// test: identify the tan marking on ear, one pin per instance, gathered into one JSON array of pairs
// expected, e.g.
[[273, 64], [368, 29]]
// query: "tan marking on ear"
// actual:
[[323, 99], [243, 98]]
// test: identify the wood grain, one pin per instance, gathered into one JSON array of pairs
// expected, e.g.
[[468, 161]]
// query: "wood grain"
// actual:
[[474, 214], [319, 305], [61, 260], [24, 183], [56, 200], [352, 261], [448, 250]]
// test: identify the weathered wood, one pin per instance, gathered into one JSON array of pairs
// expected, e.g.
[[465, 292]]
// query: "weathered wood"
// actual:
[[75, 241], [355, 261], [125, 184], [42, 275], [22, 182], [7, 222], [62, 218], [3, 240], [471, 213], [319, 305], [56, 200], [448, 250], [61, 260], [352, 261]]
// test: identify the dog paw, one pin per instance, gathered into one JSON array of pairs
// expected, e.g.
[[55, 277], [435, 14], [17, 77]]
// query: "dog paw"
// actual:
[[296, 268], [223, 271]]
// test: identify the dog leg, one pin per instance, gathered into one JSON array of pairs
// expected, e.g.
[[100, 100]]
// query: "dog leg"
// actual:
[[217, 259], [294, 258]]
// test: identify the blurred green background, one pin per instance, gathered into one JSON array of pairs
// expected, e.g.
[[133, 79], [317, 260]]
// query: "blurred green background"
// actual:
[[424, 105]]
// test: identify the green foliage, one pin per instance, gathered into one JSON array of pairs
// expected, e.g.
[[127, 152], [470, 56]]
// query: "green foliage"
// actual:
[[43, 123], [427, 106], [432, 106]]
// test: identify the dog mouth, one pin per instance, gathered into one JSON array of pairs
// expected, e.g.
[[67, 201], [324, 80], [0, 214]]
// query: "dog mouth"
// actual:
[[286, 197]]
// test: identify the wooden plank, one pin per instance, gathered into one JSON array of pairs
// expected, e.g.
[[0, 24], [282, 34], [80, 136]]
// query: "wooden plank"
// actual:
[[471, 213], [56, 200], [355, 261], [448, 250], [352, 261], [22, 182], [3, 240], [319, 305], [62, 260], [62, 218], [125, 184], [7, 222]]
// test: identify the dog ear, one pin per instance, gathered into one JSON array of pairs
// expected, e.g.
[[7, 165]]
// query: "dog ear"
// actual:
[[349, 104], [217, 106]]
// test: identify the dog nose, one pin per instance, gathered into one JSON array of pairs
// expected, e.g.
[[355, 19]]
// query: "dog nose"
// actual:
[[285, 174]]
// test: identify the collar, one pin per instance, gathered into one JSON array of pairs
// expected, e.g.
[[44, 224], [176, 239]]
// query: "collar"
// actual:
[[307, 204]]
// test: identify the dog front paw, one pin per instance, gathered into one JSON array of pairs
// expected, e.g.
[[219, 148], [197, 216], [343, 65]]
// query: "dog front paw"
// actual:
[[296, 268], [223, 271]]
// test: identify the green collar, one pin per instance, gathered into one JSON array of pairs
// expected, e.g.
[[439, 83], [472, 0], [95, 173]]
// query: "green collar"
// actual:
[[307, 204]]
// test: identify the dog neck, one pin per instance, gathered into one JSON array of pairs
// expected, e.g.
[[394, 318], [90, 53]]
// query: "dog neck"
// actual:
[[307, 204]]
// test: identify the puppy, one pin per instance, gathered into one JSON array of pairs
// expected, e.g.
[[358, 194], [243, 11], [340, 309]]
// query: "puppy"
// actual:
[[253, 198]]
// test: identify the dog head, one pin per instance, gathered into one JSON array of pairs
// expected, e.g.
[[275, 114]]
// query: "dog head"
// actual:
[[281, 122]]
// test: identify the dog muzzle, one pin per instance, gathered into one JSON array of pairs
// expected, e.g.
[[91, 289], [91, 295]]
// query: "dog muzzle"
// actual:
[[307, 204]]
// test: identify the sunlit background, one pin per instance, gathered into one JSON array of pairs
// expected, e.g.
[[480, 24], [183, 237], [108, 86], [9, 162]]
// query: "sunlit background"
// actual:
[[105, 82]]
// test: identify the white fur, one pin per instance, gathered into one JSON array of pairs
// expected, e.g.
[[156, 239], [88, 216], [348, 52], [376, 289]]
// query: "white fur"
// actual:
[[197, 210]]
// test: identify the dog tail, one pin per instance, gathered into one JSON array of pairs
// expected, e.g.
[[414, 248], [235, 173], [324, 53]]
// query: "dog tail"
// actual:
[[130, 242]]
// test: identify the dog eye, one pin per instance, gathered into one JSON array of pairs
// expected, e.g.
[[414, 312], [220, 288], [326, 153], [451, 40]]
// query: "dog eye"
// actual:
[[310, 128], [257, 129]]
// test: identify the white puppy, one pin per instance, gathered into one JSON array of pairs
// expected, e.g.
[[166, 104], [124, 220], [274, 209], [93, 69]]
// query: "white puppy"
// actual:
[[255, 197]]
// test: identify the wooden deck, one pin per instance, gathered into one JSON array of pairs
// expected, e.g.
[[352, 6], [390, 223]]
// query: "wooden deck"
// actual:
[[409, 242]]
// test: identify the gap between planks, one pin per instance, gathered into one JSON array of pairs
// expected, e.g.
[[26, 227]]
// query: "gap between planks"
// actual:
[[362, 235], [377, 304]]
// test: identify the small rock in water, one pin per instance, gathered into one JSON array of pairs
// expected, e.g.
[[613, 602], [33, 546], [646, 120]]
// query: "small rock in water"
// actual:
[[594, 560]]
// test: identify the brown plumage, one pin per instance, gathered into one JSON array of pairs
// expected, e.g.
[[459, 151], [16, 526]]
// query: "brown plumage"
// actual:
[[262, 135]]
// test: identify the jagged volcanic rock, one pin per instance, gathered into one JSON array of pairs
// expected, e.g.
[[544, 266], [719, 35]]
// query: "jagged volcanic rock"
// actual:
■ ■ ■ ■
Ваше задание | Перепечатайте, пожалуйста, весь материал выше строку за строкой, без единого изменения.

Письменный ответ |
// test: identify the tan marking on ear, one pin per instance, gathered into one JSON array of pairs
// expected, e.g.
[[273, 64], [368, 29]]
// query: "tan marking on ear"
// actual:
[[323, 99], [243, 98]]
// test: identify the wood grain, one pin per instance, gathered into one JSON array of pairs
// expected, e.g.
[[468, 161]]
// query: "wood grain"
// actual:
[[474, 214], [319, 305], [61, 260], [24, 183], [56, 200], [352, 261], [448, 250]]
// test: identify the weathered wood, one pin per instance, gathered into one JSON array of pairs
// expected, e.g.
[[465, 292]]
// query: "weathered wood"
// actual:
[[75, 241], [355, 261], [125, 184], [42, 275], [22, 182], [7, 222], [62, 218], [3, 240], [471, 213], [319, 305], [56, 200], [448, 250], [61, 260], [352, 261]]
// test: identify the dog paw, one pin per instance, gathered into one JSON array of pairs
// expected, e.g.
[[55, 277], [435, 14], [17, 77]]
// query: "dog paw"
// actual:
[[296, 268], [223, 271]]
// test: identify the dog leg, one pin per instance, gathered into one JSON array of pairs
// expected, e.g.
[[100, 100]]
// query: "dog leg"
// actual:
[[217, 259], [294, 258]]
// test: identify the blurred green background, one pin per instance, gathered into one JSON array of pairs
// expected, e.g.
[[133, 79], [317, 260]]
// query: "blurred green background"
// actual:
[[424, 105]]
// test: identify the green foliage, one pin per instance, gathered into one JSON array of pairs
// expected, e.g.
[[127, 152], [470, 56]]
// query: "green foliage"
// actual:
[[43, 123], [427, 106], [432, 106]]
// test: identify the dog mouth, one pin per instance, gathered into one JSON array of pairs
// expected, e.g.
[[67, 201], [324, 80], [0, 214]]
// query: "dog mouth"
// actual:
[[286, 197]]
// test: identify the wooden plank, one pin per instance, gathered into one JSON array of pairs
// expected, e.g.
[[0, 24], [282, 34], [80, 136]]
// query: "wooden plank"
// actual:
[[471, 213], [56, 200], [355, 261], [448, 250], [352, 261], [22, 182], [3, 240], [319, 305], [62, 260], [62, 218], [125, 184], [7, 222]]
// test: identify the dog ear, one pin per instance, gathered into one JSON array of pairs
// expected, e.g.
[[7, 165]]
// query: "dog ear"
// actual:
[[349, 104], [217, 106]]
// test: identify the dog nose, one pin per instance, gathered into one JSON array of pairs
// expected, e.g.
[[355, 19]]
// query: "dog nose"
// actual:
[[285, 174]]
// test: identify the collar, one pin per instance, gathered into one JSON array of pairs
// expected, e.g.
[[44, 224], [176, 239]]
// query: "collar"
// actual:
[[307, 204]]
// test: identify the dog front paw, one pin per instance, gathered into one JSON array of pairs
// expected, e.g.
[[219, 148], [197, 216], [343, 65]]
// query: "dog front paw"
// actual:
[[296, 268], [223, 271]]
// test: identify the green collar, one pin per instance, gathered into one JSON array of pairs
// expected, e.g.
[[439, 83], [472, 0], [95, 173]]
// query: "green collar"
// actual:
[[307, 204]]
// test: identify the dog neck, one pin per instance, gathered into one JSON array of pairs
// expected, e.g.
[[394, 318], [90, 53]]
// query: "dog neck"
// actual:
[[307, 204]]
// test: identify the puppy, one pin per instance, gathered into one JSON array of pairs
// expected, e.g.
[[358, 194], [243, 11], [340, 309]]
// query: "puppy"
// actual:
[[253, 198]]
// test: identify the dog head, one pin per instance, gathered into one JSON array of pairs
// expected, e.g.
[[275, 114]]
// query: "dog head"
// actual:
[[281, 122]]
// test: identify the dog muzzle, one pin per instance, gathered into one JSON array of pairs
// expected, e.g.
[[91, 289], [91, 295]]
// query: "dog muzzle"
// actual:
[[307, 204]]
// test: identify the sunlit background, one pin per instance, gathered into one JSON array of pairs
// expected, e.g.
[[480, 24], [183, 237], [108, 86], [9, 162]]
// query: "sunlit background"
// actual:
[[105, 82]]
// test: identify the white fur, one pin per instance, gathered into one JSON array of pairs
// expected, e.g.
[[156, 239], [88, 216], [348, 52], [376, 289]]
// query: "white fur"
// actual:
[[197, 210]]
// test: identify the dog tail, one pin per instance, gathered into one JSON array of pairs
// expected, e.g.
[[414, 248], [235, 173], [324, 53]]
// query: "dog tail"
// actual:
[[130, 242]]
// test: identify the dog eye, one pin per instance, gathered into one JSON array of pairs
// expected, e.g.
[[414, 312], [220, 288], [326, 153], [451, 40]]
// query: "dog eye"
// actual:
[[310, 128], [257, 129]]
// test: identify the white puppy, one pin per instance, gathered into one JSON array of pairs
// expected, e.g.
[[166, 104], [124, 220], [274, 209], [93, 69]]
// query: "white puppy"
// actual:
[[255, 197]]
// test: identify the wooden deck, one pin per instance, gathered into one JSON array of pairs
// expected, e.g.
[[352, 6], [390, 223]]
// query: "wooden deck"
// actual:
[[409, 242]]
// test: identify the gap between planks, one pin per instance, gathered into one JSON array of pairs
// expected, e.g.
[[26, 227]]
// query: "gap between planks"
// actual:
[[362, 235], [377, 304]]
// test: identify the small rock in water, one pin per instance, gathered into one JSON array of pairs
// expected, e.g.
[[613, 602], [33, 546], [646, 120]]
// query: "small rock in water"
// actual:
[[594, 560]]
// test: identify the brown plumage, one pin per instance, gathered into one JSON array of pairs
// expected, e.g.
[[459, 151], [16, 526]]
// query: "brown plumage"
// actual:
[[262, 135]]
// test: identify the jagged volcanic rock, one pin per instance, gathered into one JSON array of pairs
// expected, e.g.
[[544, 266], [719, 35]]
// query: "jagged volcanic rock"
// actual:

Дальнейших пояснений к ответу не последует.